## EXERCISE DIRECTIONS:
For the word "below", search the records and show each line in which it occurs.

[Source records]
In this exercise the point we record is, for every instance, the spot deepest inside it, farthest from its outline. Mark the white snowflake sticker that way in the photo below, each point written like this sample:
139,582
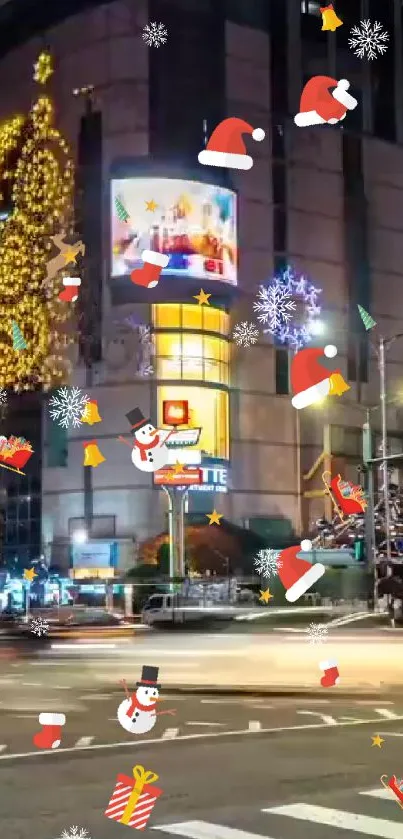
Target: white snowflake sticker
39,626
267,562
368,40
155,34
245,334
275,305
74,833
317,633
68,406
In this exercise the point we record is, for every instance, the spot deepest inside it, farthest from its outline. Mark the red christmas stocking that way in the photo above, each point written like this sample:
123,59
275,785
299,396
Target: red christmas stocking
70,291
148,275
50,736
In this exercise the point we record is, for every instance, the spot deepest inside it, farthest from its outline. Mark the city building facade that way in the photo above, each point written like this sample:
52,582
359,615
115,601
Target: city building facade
324,200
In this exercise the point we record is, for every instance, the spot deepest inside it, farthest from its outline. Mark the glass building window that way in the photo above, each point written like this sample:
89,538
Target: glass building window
189,316
197,356
208,409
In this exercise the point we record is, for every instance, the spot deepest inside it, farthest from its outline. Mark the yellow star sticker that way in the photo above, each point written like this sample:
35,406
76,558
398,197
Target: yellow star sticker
43,68
70,256
29,574
265,596
202,297
214,517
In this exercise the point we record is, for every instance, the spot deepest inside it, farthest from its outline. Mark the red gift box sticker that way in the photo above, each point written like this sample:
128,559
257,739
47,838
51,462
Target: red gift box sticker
133,798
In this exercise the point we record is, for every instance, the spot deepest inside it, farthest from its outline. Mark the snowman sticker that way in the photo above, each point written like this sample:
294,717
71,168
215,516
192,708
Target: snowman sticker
137,713
149,451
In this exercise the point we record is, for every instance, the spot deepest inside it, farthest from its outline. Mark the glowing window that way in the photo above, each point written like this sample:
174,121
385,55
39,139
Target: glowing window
182,355
208,410
166,315
189,316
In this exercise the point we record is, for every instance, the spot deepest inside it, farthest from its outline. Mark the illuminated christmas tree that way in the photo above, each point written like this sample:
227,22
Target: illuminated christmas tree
36,194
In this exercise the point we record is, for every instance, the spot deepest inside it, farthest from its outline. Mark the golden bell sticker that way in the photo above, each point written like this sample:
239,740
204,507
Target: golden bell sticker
92,455
91,413
329,19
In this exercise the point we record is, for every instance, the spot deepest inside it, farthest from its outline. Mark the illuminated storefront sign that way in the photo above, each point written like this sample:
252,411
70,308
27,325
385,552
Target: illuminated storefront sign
193,223
187,457
94,555
183,438
175,412
214,476
170,477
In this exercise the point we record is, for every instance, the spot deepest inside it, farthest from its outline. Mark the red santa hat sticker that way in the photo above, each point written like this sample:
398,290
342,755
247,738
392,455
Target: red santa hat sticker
226,147
318,106
310,381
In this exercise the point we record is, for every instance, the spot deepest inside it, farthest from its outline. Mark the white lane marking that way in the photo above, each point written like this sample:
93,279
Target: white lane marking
79,647
94,697
385,713
206,830
391,733
169,734
153,741
218,724
83,741
325,717
378,793
339,818
222,701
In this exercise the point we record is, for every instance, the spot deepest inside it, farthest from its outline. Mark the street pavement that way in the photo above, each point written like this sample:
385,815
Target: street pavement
298,772
276,661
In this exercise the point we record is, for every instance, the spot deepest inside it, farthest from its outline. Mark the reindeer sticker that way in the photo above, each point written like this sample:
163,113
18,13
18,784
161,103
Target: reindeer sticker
67,254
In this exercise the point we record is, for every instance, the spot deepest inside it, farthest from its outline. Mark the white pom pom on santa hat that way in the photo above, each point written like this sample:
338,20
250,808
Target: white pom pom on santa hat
258,134
306,545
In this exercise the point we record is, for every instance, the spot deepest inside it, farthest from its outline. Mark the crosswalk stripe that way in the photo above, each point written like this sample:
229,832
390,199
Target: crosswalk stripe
339,818
379,792
206,830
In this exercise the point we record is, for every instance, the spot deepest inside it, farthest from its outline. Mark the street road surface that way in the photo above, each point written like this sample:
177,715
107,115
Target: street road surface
299,775
366,659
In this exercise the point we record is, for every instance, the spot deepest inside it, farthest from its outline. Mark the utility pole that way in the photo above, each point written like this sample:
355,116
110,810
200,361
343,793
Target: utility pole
384,446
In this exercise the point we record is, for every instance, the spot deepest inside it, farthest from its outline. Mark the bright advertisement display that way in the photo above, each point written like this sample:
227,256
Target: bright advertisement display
192,222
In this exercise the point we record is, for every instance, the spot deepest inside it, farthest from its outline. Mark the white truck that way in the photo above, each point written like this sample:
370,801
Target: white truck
202,602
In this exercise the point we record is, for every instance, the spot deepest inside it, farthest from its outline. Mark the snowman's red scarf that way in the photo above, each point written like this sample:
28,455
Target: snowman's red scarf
136,705
143,447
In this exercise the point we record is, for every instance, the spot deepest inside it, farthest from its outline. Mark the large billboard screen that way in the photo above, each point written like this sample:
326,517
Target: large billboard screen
193,223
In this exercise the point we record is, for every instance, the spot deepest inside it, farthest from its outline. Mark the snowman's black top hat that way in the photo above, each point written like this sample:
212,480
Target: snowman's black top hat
137,419
149,676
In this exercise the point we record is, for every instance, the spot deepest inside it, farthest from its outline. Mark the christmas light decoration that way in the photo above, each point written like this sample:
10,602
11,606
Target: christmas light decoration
277,303
40,188
43,68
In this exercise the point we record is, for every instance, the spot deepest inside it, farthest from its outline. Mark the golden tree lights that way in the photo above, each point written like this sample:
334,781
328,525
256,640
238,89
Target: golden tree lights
41,192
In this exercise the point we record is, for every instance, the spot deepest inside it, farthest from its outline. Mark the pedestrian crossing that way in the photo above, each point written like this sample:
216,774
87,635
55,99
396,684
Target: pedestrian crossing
301,816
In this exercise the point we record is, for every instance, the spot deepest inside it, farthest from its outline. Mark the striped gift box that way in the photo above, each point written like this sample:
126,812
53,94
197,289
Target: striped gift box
144,805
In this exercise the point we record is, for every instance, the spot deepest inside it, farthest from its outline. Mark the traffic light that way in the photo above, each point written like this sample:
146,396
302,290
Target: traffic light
359,550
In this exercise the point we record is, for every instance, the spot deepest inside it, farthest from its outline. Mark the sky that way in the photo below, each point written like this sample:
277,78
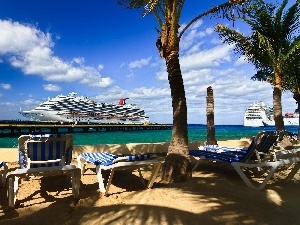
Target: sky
100,50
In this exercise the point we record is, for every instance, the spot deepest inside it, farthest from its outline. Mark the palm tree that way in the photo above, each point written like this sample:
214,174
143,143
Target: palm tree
177,166
211,134
270,47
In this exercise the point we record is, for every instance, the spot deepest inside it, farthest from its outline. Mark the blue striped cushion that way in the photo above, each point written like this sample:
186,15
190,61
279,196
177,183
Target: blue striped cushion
223,157
138,157
107,159
99,158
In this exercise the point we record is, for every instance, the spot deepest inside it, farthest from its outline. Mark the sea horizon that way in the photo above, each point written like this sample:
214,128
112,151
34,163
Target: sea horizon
196,133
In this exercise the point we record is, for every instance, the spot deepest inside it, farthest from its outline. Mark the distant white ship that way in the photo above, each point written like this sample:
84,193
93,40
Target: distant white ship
258,115
289,119
79,109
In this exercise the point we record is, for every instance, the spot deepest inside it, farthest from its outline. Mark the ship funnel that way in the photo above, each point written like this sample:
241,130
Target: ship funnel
122,101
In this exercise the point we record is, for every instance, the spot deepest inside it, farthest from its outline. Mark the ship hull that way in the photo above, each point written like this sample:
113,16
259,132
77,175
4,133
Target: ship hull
74,109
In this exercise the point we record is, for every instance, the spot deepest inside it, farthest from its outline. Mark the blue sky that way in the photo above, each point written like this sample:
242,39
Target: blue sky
106,52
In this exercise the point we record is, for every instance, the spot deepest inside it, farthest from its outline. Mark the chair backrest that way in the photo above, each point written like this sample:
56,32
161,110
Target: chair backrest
262,143
45,147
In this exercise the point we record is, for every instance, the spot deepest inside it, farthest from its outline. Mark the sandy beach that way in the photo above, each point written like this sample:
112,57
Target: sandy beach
215,195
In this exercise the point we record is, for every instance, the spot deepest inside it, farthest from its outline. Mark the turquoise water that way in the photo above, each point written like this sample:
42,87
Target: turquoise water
195,133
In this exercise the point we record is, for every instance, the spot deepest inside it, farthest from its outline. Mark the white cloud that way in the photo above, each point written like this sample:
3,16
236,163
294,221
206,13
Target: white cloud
5,86
241,61
207,58
31,51
51,87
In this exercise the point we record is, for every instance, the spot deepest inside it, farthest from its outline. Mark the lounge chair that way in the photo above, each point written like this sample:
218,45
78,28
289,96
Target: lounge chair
258,155
3,173
43,155
287,158
107,161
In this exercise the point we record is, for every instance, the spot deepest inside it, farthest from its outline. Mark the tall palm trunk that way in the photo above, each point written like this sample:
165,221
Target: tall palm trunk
177,166
296,96
211,134
277,93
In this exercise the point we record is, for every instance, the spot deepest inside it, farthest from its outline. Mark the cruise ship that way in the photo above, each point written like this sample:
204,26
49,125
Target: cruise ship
289,119
75,109
258,115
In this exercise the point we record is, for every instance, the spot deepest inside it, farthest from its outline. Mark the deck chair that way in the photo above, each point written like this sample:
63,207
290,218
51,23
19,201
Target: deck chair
287,158
43,155
3,173
107,161
259,151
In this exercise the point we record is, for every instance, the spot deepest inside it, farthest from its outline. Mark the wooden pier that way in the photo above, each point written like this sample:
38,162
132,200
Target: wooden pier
20,127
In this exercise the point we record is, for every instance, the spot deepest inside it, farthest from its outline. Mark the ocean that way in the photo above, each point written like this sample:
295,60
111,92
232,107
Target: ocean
196,133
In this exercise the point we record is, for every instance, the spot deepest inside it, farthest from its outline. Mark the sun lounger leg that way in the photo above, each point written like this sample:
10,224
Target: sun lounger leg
81,165
156,168
100,179
3,175
238,167
293,172
12,190
109,180
76,174
141,176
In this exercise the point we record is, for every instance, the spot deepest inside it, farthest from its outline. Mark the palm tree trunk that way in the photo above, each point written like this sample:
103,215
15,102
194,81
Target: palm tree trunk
278,108
177,166
277,105
296,96
211,134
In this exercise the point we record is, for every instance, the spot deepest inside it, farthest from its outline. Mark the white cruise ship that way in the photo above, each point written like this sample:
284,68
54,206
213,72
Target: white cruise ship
289,119
256,114
80,109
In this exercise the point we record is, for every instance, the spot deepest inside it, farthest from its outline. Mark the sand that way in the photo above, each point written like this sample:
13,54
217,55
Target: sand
215,195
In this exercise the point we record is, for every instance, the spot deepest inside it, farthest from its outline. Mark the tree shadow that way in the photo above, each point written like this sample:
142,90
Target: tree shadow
215,195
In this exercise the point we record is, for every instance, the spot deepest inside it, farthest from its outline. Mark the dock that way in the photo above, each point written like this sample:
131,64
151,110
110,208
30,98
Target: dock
17,128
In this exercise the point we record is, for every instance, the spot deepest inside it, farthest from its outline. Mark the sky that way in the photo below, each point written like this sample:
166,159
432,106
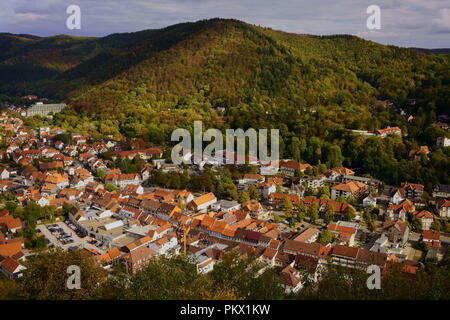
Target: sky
406,23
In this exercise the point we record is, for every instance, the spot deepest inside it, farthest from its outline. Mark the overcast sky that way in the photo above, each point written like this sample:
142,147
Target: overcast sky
418,23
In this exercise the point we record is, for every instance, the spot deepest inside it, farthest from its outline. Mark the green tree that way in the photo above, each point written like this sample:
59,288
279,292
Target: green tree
253,193
314,212
46,276
349,213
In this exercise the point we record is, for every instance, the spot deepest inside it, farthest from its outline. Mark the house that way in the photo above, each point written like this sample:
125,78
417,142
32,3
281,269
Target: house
426,218
250,178
289,167
411,190
255,209
226,205
344,234
389,130
399,211
123,179
442,142
291,279
336,173
203,202
357,257
266,188
137,258
310,235
396,231
164,245
9,224
443,207
347,189
432,238
416,155
313,182
11,268
370,200
441,191
9,248
4,173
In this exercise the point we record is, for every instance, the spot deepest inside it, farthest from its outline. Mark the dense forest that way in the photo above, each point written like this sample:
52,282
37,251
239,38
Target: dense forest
232,74
233,278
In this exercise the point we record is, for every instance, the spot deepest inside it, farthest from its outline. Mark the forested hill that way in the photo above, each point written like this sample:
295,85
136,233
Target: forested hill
232,74
219,63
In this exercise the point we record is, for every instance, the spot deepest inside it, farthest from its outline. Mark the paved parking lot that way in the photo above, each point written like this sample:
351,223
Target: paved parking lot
77,241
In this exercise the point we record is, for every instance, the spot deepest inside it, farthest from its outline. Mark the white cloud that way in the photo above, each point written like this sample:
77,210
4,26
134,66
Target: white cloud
420,22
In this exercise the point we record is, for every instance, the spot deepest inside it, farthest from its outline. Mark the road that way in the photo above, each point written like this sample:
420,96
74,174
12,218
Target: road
77,241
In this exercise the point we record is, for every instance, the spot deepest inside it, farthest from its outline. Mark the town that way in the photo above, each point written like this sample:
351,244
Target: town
65,190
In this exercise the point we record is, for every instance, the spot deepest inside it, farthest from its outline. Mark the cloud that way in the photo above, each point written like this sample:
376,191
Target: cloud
442,22
404,22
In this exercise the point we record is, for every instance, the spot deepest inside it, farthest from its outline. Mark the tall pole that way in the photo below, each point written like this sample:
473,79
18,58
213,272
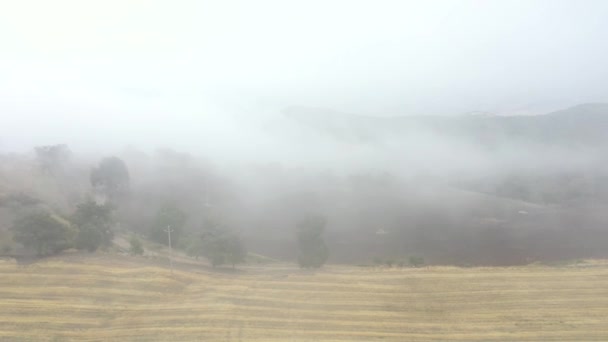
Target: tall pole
169,231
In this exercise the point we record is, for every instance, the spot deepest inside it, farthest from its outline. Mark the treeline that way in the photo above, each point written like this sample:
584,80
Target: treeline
111,203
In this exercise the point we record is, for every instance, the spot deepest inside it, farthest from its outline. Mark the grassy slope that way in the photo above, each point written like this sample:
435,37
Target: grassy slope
127,299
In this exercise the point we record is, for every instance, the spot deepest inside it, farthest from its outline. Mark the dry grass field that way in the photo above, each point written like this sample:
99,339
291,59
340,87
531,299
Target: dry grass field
130,299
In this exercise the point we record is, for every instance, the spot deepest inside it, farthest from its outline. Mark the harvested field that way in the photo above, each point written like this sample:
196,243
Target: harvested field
128,299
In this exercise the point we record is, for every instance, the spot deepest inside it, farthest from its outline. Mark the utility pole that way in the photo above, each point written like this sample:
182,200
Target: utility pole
169,231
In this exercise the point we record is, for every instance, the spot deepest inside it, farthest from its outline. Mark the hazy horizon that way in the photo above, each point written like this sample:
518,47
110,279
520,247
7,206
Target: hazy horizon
153,73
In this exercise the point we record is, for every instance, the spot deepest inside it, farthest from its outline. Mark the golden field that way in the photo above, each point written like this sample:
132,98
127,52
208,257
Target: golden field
113,298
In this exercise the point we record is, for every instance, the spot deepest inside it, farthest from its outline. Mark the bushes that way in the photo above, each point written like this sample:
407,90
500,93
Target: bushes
43,233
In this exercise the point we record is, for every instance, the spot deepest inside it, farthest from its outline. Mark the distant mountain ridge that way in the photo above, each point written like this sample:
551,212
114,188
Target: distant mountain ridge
582,125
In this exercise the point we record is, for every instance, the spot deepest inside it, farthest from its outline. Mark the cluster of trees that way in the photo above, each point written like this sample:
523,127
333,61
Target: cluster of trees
89,228
91,225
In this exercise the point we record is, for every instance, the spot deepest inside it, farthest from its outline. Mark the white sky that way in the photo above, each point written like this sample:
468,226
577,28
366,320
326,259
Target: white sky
189,72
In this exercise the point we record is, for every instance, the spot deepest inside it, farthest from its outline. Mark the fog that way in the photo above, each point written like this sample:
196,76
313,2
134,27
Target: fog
469,132
154,73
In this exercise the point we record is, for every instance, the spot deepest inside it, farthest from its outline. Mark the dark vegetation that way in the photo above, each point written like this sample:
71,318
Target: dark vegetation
547,203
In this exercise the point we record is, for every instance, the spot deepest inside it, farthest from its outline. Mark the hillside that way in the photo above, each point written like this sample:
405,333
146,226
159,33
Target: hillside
105,298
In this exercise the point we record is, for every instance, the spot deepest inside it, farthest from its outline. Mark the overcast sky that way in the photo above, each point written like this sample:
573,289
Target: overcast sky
178,72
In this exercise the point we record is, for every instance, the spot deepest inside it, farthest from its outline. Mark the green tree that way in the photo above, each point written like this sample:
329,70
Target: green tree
312,247
168,215
136,246
43,233
94,224
111,177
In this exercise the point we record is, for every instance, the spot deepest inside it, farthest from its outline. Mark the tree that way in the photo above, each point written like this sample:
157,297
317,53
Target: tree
94,224
313,250
221,246
168,215
111,177
136,246
43,233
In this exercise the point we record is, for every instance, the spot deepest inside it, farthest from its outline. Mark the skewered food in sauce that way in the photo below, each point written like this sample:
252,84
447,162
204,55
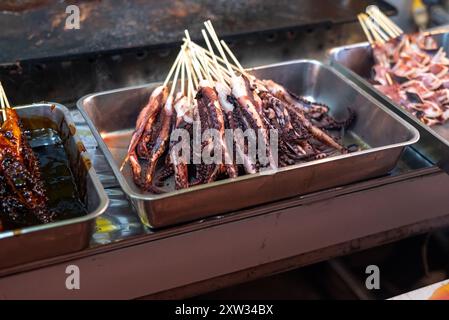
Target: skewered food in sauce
22,193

## PROBLEM SOLUTION:
In this exercise the point we record is, for every instance, the spot deepest inside it, farthest from its outline. Mark the white snowflake sticker that way in the photo below, each point written like this sample:
In this exercise the point we record is, for every instance, the spot deepest inside it, farthest from its outline. Mark the sky that way in the photo below, each point written like this sample:
In this exercise the point we record is, for every instance, the spot deepest inside it, farthest from its outline. Mark the sky that way in the photo below, each point written like this sample:
In this exercise the point we record is, for every instance, the spot deepest inside it, farthest from its outline. Mark the tall pole that way in the photo below, each point written like this sample:
In this exercise the point we record is, for every instance, the spot deepest inside it, farthest from its outline. Mark the skewered food in sauce that way in the photo below, each point written like this sample:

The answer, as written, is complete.